* _GOALS_:
a) In the forum post, rewrite the paragraph beginning "A research session with 2 non-forum explorers" as a short bulleted list that keeps its main facts.
b) Answer these questions from the forum post, one line each, marking your answers (i), (ii), and (iii):
(i) For how many years has the church not been used as a place of worship?
(ii) What seem to be the only new additions to the house?
(iii) With whom was the house revisited?
c) Please explain in one to three sentences why the forum post calls the church the first fail of the day.

* _EXCERPT PROVIDED_:
####

# Fingerprint House - November 2013



## MrDan (Nov 24, 2013)

Fingerprint House
November 2013


A research session with 2 non-forum explorers lead us to a news story about a Church that hasn't been used as a place of worship for 30 years... 
our first fail of the day because it was not derelict, it's currently being used as a nursery. However, we were lead to a fantastic area with lots to 
explore... A couple of houses, warehouses and even a fire station. 

This particular house I drove past caught the attention of one of us and upon closer inspection, it was indeed derelict.. within seconds we were 
inside, and despite it being fairly empty, I loved it.
It seems this is in the extreme early stages of renovation, so won't be to everyone's taste. Almost everything has been cleared out but the 
only new additions seem to be the locks. _*(Biometrics?!)*_ 

Re-visited soon after with sweet_pea.

####

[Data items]
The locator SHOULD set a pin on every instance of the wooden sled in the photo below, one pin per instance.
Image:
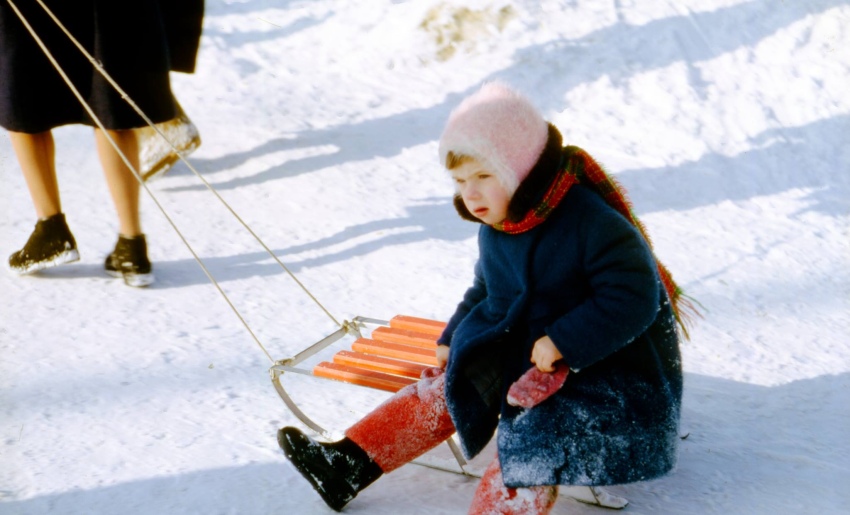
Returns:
(391, 355)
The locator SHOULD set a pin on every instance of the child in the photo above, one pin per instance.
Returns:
(565, 277)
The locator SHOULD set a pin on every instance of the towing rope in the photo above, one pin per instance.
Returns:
(99, 67)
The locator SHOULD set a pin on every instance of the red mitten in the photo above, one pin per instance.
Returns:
(535, 386)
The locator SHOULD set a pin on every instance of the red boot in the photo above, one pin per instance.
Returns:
(407, 425)
(492, 497)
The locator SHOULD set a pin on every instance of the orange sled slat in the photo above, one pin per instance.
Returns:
(396, 350)
(422, 325)
(395, 335)
(362, 377)
(379, 364)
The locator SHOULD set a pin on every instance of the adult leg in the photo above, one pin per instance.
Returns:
(36, 157)
(492, 497)
(123, 185)
(51, 242)
(129, 260)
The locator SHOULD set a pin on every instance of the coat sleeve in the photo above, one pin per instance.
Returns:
(475, 294)
(624, 291)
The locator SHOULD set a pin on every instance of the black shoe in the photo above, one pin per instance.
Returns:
(130, 261)
(50, 244)
(337, 471)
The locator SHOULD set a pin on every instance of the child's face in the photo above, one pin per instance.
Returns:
(482, 193)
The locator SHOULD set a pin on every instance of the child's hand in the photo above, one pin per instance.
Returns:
(544, 354)
(442, 355)
(534, 386)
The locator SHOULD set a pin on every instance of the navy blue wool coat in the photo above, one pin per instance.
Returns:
(586, 278)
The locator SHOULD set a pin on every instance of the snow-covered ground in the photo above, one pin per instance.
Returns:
(727, 120)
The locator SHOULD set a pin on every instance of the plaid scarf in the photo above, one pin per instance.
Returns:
(579, 168)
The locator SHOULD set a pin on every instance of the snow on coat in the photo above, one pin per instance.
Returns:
(586, 278)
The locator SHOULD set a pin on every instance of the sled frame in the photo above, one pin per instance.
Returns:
(592, 495)
(352, 327)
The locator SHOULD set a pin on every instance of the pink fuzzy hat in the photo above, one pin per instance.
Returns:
(501, 129)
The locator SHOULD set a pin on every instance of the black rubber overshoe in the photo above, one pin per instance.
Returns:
(50, 244)
(337, 471)
(130, 261)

####

* _WORKED ANSWERS_:
a)
- A research session with two non-forum explorers led to a news story about a church that hadn't been used as a place of worship for 30 years.
- The church was the first fail of the day: it was not derelict and is currently used as a nursery.
- The trip still led to an area with a lot to explore, including a couple of houses, warehouses, and a fire station.

b)
(i) 30 years
(ii) The locks
(iii) sweet_pea

c) The church was a fail because it was not derelict. It is currently being used as a nursery.